■ What is expected
Reproduce the data starting with the line that contains "Practice step: find the beaded" and continuing through the end of the data, shifting every coordinate by adding 11 to each of its numbers. Leave the pictures out of your answer.

■ Source data
——————————
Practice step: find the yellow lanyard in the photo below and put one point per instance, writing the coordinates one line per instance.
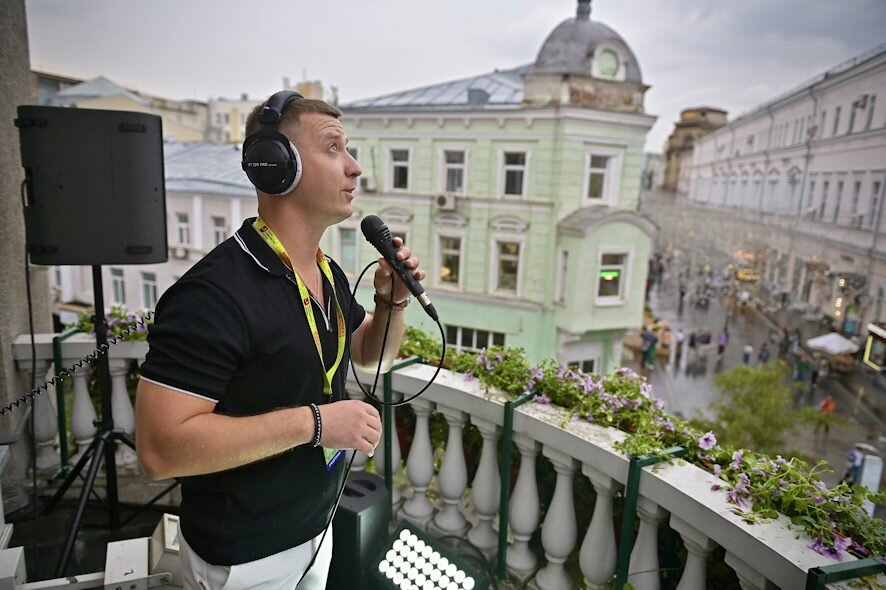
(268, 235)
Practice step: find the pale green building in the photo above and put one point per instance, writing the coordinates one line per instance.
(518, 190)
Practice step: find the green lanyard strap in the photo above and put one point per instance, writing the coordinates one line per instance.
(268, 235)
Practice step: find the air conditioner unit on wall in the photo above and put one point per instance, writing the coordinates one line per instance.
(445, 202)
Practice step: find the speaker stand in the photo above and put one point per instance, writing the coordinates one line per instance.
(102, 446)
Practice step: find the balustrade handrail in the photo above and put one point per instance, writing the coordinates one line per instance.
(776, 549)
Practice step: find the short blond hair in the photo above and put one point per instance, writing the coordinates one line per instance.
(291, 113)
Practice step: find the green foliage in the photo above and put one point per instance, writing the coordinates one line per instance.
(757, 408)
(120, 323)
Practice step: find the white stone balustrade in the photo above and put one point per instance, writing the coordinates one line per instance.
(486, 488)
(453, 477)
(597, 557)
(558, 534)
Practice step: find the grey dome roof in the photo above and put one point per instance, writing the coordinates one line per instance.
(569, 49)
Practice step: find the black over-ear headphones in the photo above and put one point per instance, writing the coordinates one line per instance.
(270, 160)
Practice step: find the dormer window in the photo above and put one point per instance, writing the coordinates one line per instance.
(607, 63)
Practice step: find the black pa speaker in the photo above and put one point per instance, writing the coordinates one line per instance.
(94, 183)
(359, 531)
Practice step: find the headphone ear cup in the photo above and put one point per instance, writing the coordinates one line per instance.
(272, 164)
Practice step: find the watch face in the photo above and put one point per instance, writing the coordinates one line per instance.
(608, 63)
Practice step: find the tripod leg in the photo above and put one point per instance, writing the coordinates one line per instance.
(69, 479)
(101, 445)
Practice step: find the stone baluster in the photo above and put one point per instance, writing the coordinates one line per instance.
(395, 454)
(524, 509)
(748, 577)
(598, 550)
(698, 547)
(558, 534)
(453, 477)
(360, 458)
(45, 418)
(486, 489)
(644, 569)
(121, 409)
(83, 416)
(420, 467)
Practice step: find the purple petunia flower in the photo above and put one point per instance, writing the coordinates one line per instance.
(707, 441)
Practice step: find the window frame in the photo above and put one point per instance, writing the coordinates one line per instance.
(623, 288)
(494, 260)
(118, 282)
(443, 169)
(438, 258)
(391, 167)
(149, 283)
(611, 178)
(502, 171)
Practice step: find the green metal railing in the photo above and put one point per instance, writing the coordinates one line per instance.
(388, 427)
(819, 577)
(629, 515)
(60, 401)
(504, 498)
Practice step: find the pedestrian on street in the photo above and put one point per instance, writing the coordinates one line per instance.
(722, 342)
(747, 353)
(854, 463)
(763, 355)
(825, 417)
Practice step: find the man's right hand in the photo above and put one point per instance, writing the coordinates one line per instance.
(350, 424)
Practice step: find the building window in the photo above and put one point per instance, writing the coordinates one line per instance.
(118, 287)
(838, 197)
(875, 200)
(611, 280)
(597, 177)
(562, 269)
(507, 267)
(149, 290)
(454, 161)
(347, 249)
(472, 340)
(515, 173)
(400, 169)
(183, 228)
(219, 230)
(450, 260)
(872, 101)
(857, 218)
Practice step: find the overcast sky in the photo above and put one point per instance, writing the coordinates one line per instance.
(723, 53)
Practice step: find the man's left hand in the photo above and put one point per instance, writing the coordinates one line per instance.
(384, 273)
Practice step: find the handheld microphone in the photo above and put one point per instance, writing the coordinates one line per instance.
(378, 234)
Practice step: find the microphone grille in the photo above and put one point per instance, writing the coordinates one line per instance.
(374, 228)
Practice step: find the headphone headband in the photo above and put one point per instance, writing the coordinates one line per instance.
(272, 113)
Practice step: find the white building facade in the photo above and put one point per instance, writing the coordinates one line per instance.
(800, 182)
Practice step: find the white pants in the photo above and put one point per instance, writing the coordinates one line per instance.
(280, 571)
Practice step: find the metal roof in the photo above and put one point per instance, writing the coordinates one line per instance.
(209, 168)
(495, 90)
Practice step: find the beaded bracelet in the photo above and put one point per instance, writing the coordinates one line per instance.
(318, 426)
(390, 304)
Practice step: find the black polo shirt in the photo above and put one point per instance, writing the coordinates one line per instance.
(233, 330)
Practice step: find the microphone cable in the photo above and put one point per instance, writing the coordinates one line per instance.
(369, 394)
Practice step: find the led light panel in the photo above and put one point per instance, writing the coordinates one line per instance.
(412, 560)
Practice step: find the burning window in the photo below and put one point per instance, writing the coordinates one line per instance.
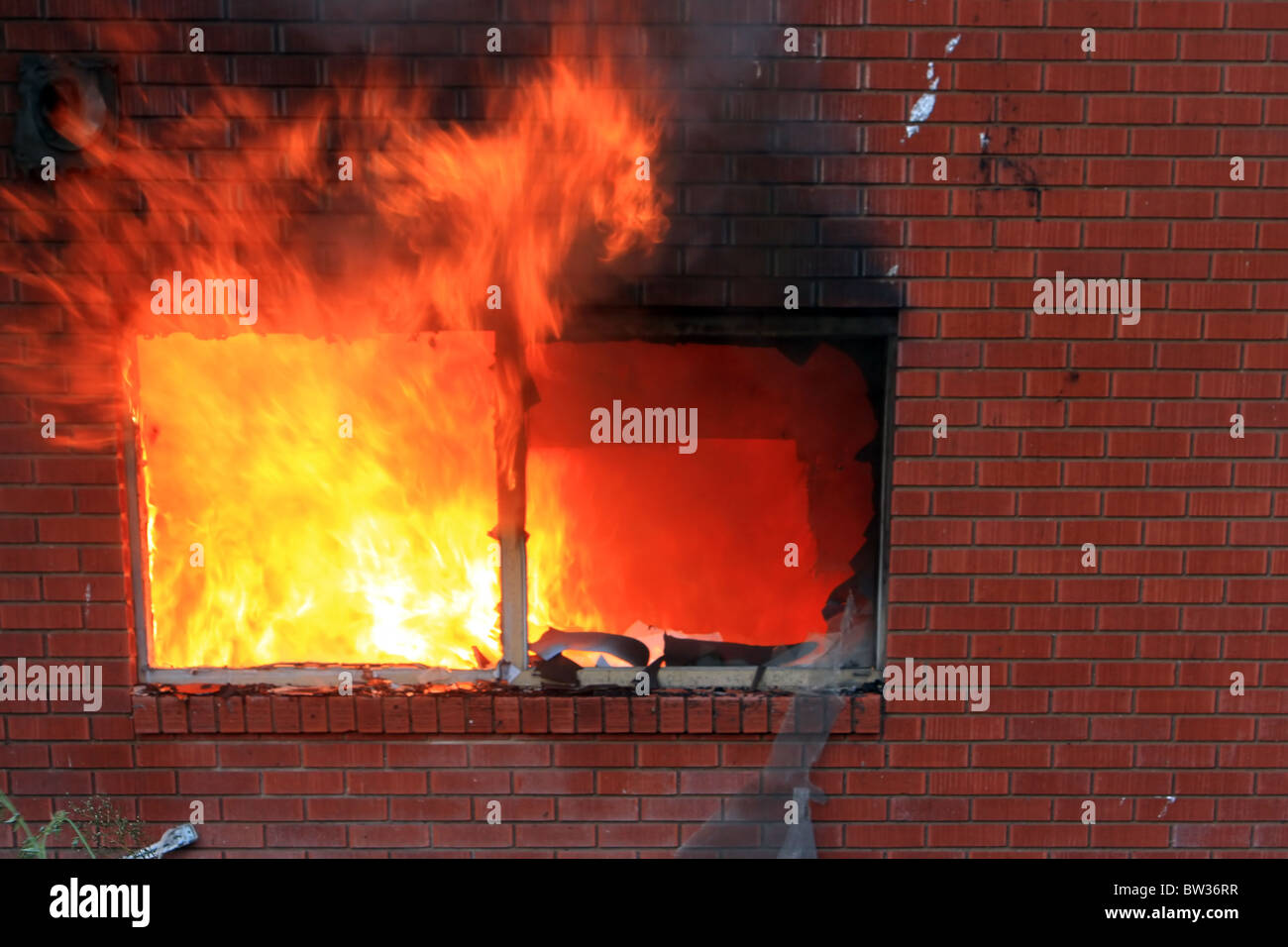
——————————
■ Problem solution
Practice step: find the beaded bracelet in the photo above and put one point per instance, writing the coordinates one line per instance.
(329, 437)
(401, 315)
Practice step: find the black polo shirt in the photo above and put one point per instance, writing the coordinates one line per instance.
(244, 341)
Practice step: find the microphone cable in the photo above and put one point per instance, writing the coordinates one line per instance.
(380, 405)
Practice step: find the led light panel in the photo above and put one point per instance, writing the coordinates one line per instance.
(423, 571)
Practice step: find the burning window in the photo below and put one point per instance, writing the coordinates one line per instance.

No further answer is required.